╔══

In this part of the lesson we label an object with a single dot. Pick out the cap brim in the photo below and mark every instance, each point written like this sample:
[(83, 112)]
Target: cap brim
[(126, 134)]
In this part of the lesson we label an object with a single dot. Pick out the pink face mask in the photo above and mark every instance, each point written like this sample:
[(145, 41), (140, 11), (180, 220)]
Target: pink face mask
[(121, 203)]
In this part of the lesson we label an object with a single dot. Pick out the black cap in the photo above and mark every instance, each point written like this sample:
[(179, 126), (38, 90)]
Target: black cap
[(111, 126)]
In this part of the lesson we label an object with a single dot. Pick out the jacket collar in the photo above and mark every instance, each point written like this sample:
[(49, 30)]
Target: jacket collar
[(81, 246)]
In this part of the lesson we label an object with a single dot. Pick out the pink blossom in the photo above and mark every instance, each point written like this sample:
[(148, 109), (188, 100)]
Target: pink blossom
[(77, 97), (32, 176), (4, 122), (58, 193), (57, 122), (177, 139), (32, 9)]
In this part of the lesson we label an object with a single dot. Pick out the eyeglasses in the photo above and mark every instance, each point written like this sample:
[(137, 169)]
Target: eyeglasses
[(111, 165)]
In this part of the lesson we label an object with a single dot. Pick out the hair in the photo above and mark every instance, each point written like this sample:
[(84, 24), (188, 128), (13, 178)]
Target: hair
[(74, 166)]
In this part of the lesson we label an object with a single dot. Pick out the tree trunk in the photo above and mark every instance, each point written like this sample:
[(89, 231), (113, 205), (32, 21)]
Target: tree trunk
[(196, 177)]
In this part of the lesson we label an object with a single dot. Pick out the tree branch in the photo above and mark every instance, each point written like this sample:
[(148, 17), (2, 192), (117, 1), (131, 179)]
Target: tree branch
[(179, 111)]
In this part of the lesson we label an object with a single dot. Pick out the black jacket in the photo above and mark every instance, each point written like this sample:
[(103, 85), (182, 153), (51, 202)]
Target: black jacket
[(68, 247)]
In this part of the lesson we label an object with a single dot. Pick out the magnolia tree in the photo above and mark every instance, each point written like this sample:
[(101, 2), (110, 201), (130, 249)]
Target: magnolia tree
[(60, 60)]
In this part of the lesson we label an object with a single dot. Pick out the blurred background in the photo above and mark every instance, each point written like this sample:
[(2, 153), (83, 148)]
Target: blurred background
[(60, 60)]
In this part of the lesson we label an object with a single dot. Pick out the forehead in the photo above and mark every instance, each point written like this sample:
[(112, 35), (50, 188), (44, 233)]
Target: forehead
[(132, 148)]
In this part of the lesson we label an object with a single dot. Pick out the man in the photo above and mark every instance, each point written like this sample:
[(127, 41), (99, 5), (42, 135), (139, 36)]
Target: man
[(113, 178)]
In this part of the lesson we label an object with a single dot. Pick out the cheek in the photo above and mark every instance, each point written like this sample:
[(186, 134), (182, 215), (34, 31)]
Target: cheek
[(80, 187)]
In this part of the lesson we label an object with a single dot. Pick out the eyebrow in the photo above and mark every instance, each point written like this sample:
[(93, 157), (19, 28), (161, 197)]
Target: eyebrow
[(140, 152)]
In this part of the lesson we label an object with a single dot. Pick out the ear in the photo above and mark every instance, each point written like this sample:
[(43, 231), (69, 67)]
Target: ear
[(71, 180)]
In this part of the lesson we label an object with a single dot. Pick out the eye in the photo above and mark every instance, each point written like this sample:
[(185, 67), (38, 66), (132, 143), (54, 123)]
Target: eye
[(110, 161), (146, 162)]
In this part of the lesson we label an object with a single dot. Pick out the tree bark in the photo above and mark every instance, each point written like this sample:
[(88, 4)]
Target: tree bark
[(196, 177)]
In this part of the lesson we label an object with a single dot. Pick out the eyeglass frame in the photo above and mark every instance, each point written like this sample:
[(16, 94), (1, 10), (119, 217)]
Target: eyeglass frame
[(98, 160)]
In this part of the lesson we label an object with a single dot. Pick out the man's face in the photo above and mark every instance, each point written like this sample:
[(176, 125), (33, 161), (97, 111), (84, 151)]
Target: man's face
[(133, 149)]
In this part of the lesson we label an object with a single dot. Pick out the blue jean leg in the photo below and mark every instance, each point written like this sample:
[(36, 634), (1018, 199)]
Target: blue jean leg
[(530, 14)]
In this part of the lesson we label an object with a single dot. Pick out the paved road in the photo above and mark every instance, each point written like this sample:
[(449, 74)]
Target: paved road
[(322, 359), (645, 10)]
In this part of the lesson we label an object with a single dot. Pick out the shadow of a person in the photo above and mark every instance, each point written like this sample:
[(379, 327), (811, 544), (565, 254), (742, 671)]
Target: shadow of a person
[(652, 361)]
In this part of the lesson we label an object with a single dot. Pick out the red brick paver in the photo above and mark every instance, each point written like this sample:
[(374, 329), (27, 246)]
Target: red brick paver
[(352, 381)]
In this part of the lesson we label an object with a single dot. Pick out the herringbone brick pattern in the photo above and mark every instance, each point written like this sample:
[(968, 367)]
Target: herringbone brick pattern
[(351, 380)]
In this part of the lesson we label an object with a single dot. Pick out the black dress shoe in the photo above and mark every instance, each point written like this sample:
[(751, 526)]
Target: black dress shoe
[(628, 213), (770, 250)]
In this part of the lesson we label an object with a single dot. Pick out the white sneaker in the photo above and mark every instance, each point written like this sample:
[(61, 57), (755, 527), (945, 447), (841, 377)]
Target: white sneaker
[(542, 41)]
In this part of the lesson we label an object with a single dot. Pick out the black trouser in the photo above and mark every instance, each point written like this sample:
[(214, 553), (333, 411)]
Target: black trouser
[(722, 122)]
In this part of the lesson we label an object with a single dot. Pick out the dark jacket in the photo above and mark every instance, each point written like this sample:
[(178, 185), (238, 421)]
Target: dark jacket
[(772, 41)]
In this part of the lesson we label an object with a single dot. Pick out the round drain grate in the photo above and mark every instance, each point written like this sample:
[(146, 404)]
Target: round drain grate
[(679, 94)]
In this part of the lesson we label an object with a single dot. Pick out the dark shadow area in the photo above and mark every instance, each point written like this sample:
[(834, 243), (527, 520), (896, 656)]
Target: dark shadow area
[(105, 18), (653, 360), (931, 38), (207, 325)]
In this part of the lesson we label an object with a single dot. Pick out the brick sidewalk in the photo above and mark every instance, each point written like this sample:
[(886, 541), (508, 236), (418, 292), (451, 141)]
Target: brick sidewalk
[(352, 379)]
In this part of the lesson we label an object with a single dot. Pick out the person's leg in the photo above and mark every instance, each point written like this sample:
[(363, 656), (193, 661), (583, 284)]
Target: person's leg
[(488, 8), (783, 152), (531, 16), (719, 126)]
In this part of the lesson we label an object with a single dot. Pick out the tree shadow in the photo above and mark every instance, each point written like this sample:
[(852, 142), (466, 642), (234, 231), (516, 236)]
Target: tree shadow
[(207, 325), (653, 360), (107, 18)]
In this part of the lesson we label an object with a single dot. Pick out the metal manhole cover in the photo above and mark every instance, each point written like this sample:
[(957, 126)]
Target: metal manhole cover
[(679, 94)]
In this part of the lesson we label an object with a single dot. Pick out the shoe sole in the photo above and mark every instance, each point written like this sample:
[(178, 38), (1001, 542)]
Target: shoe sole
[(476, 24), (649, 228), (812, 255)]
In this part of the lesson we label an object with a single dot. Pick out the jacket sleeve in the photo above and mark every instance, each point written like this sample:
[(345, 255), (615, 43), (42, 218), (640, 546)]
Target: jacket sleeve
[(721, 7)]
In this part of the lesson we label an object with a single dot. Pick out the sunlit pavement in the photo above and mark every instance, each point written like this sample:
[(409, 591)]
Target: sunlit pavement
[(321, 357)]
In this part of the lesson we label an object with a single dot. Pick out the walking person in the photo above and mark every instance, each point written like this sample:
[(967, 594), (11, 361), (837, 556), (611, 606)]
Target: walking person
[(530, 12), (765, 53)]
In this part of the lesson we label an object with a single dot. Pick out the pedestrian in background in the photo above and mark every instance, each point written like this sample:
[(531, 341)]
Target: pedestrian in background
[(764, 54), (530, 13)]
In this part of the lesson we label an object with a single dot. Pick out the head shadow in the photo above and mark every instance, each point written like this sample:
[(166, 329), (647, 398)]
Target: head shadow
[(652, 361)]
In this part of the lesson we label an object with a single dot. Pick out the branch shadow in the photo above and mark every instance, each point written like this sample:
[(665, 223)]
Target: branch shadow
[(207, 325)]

╚══
╔══

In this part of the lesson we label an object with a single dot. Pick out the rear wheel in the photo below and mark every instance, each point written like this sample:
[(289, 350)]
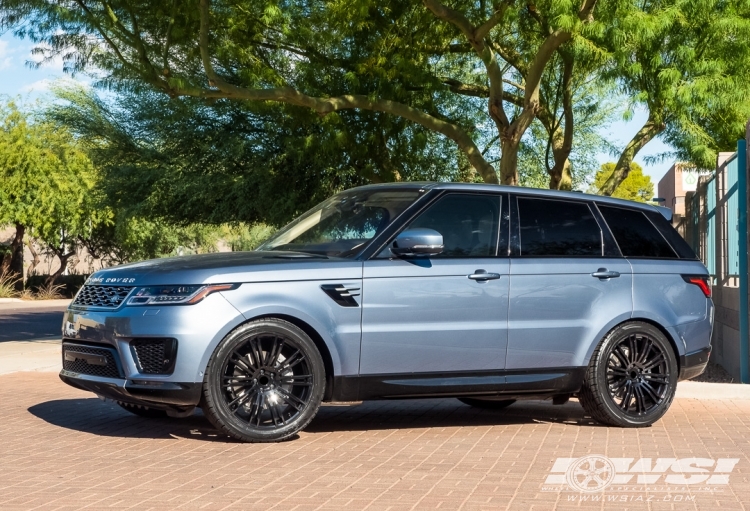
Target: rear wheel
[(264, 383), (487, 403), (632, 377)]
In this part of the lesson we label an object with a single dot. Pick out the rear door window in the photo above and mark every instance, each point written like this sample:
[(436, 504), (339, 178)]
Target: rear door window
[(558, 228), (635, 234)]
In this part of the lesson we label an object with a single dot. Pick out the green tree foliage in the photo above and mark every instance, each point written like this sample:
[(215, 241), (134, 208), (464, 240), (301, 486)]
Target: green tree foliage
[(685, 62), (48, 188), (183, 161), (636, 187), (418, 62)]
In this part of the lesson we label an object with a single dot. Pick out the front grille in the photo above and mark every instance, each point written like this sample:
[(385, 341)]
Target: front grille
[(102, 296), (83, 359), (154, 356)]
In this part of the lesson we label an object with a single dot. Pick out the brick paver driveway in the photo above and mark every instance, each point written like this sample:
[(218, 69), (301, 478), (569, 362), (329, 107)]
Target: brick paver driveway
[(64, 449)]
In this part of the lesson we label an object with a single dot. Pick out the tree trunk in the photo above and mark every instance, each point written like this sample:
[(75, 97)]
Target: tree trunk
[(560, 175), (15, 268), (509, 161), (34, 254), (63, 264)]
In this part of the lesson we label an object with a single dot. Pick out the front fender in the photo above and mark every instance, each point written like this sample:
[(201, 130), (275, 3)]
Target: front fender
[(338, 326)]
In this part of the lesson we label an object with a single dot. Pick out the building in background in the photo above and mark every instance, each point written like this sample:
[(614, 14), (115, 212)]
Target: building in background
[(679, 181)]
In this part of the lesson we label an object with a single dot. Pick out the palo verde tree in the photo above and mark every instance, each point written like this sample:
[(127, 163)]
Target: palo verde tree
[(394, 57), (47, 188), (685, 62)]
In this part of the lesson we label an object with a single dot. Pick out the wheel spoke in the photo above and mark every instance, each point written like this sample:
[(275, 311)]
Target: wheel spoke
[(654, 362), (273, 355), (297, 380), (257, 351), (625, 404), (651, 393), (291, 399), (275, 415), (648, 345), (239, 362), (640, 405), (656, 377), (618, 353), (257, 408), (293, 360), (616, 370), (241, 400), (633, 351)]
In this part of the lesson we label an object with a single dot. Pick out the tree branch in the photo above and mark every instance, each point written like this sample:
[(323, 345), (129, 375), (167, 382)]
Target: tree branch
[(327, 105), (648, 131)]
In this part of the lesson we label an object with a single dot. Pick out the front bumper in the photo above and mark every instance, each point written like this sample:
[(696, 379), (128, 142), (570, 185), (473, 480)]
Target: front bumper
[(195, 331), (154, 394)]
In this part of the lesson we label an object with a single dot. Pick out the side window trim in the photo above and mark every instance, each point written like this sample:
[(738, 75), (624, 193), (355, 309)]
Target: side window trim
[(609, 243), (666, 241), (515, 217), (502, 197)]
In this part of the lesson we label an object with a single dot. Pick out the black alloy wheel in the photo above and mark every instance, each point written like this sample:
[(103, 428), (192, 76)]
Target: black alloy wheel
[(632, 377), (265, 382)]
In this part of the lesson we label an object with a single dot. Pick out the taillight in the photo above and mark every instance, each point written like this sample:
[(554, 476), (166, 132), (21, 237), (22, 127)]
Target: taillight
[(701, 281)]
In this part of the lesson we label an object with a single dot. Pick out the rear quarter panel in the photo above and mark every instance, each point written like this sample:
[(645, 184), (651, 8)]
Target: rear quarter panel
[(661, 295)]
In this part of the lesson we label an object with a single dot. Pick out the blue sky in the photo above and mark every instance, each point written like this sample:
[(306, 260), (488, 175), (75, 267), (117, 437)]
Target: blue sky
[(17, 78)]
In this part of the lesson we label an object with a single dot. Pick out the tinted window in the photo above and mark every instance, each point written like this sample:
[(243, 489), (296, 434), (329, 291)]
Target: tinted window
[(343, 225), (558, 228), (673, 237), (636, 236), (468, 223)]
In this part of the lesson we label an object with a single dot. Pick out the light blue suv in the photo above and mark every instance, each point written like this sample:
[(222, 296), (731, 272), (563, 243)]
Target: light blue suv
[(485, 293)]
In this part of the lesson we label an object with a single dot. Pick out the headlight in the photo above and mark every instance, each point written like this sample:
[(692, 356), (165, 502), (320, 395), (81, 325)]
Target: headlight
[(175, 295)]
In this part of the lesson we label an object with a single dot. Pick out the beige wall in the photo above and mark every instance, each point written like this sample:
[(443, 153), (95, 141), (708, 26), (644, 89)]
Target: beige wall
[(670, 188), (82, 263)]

╚══
╔══

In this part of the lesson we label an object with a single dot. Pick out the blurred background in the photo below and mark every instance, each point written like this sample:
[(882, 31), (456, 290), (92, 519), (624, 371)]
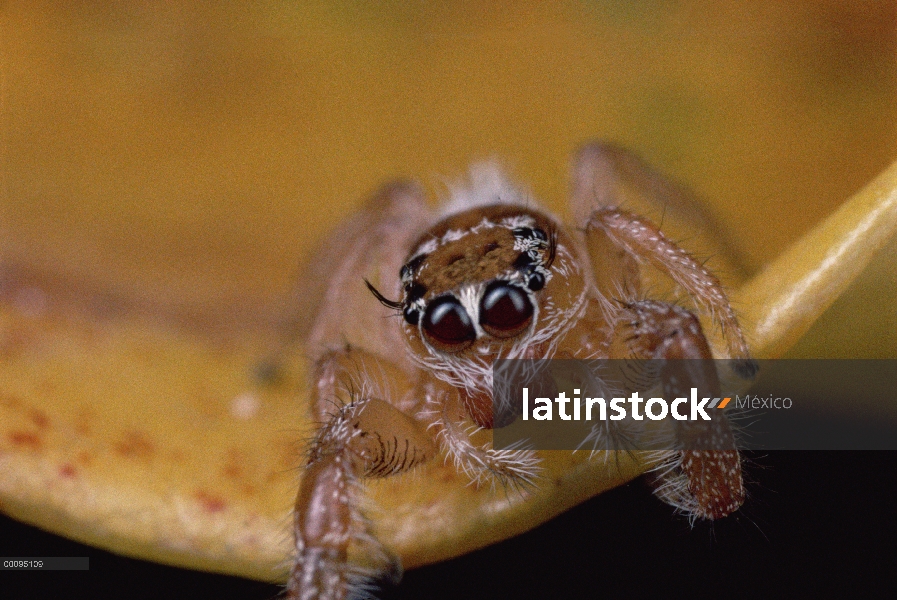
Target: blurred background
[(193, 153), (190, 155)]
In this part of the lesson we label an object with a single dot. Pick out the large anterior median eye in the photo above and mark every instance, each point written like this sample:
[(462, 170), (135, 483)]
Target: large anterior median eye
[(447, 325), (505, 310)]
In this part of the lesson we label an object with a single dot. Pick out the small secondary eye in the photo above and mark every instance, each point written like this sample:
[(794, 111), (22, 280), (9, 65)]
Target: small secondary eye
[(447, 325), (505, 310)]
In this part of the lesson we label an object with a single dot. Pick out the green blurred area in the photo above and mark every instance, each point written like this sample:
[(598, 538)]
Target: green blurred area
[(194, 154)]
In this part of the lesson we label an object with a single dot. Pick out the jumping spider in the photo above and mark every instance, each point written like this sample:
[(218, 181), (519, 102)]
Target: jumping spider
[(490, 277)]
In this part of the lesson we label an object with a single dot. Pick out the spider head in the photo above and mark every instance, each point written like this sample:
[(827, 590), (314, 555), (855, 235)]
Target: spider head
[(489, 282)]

╚══

The required output is the stretch of entries above from the line containing "Target: magnolia tree" through the line containing "[(2, 153), (83, 148)]", reproduced exactly.

Target: magnolia tree
[(60, 60)]
In this part of the lesson we label an object with a single dot. Pick out the blurred background in the photo above and mark every instance, each point written like this sample:
[(2, 153), (83, 148)]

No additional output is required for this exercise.